Exercise goal: From the entries below, work out how many lines contain the string "veronica"; answer with the number alone.

(Records from a data collection)
# # # # # # #

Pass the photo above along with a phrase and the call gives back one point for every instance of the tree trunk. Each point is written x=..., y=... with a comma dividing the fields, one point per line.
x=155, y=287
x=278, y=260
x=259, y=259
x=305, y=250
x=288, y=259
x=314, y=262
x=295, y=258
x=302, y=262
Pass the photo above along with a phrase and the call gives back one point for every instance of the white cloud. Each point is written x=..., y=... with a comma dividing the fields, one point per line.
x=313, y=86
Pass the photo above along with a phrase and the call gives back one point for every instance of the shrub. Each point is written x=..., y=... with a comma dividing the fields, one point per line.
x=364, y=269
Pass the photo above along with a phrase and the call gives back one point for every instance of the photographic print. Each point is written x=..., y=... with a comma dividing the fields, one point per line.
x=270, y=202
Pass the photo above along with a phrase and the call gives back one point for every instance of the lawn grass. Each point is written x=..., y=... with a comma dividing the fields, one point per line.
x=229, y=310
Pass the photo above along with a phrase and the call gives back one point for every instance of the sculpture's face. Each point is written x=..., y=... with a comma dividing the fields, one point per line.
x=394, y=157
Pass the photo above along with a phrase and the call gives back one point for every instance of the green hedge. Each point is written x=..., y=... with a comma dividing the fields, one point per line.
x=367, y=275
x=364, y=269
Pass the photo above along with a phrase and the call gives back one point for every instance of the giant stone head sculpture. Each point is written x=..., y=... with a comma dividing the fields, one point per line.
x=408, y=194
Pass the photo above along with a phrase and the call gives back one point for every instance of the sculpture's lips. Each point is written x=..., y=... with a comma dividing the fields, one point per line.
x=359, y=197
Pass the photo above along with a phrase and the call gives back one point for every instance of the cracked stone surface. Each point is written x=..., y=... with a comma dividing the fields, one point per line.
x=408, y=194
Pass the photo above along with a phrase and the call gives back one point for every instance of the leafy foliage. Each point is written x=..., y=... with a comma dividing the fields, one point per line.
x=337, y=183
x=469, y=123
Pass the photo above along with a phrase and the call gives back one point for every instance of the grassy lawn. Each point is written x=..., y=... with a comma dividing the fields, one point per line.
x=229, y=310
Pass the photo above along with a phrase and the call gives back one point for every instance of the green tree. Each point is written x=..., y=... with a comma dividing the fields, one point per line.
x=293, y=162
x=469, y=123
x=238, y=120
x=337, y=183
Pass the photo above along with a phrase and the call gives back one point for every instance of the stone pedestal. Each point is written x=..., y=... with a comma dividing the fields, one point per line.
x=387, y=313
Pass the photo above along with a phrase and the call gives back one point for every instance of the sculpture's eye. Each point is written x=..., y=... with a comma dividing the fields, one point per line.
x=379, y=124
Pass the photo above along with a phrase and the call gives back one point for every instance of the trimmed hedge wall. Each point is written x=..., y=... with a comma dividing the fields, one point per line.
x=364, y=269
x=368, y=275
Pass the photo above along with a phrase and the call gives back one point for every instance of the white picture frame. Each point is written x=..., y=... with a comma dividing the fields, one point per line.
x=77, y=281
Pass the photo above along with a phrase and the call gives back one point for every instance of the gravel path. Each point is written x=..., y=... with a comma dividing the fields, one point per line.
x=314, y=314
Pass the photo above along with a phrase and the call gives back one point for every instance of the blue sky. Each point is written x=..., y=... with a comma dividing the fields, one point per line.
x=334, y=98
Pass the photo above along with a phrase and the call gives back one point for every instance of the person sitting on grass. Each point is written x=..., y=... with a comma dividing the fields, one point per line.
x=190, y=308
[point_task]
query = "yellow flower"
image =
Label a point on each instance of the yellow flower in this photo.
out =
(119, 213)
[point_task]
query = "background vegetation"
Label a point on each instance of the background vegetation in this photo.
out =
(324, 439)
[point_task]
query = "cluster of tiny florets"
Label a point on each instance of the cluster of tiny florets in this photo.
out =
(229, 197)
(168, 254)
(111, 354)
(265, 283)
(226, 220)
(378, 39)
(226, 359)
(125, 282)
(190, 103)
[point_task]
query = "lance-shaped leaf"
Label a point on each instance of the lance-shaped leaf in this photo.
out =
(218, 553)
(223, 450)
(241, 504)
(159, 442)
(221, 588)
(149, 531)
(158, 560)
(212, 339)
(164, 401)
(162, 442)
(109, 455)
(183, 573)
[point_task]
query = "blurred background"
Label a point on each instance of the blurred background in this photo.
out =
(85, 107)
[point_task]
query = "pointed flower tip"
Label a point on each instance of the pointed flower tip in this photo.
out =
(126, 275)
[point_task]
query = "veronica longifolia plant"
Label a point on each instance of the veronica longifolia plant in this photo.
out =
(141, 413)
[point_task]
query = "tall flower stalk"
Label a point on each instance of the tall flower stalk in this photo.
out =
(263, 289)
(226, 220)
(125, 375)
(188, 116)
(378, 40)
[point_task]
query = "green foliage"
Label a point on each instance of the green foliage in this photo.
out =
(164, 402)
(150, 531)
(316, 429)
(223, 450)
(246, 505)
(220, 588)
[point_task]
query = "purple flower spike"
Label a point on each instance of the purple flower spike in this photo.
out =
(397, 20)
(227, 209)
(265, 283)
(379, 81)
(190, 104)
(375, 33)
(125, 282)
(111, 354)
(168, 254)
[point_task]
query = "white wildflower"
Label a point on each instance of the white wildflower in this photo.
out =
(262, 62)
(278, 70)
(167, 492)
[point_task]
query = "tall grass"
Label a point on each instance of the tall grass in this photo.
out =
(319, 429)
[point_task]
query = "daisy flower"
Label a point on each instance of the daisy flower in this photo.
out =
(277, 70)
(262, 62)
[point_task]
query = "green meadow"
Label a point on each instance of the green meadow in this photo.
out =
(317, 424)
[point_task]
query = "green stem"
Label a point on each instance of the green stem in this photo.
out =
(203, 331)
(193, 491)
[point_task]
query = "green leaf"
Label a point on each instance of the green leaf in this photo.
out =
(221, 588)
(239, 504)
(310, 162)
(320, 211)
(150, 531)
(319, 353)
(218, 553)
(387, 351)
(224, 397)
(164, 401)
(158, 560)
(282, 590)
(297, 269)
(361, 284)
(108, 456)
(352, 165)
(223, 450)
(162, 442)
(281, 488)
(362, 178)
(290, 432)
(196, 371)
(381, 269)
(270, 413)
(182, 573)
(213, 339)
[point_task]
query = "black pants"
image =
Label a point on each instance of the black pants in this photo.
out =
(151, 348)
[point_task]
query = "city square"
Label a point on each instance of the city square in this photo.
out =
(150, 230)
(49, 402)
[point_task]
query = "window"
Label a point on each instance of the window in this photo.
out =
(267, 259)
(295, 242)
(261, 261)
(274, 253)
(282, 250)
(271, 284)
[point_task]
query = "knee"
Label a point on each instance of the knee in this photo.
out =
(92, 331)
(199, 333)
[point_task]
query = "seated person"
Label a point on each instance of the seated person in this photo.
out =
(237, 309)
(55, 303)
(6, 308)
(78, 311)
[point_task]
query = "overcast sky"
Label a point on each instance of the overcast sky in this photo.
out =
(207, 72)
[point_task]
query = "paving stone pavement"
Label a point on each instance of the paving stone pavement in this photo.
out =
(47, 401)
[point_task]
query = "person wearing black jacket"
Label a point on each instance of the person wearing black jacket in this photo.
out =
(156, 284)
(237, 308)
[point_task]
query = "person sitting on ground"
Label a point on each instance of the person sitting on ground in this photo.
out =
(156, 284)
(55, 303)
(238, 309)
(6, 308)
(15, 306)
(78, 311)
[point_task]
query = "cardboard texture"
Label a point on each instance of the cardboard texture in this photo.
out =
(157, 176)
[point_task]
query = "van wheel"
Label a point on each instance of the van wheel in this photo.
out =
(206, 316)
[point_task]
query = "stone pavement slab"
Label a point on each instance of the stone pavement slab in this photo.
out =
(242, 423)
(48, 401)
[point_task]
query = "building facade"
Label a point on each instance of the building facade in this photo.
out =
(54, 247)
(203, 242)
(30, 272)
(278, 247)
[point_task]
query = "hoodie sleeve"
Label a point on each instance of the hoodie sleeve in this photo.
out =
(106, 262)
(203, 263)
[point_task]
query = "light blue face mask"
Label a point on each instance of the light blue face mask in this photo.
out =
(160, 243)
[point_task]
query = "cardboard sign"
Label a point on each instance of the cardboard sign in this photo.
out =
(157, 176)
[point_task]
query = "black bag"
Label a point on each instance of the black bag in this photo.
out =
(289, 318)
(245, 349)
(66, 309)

# # # # # # #

Result: 2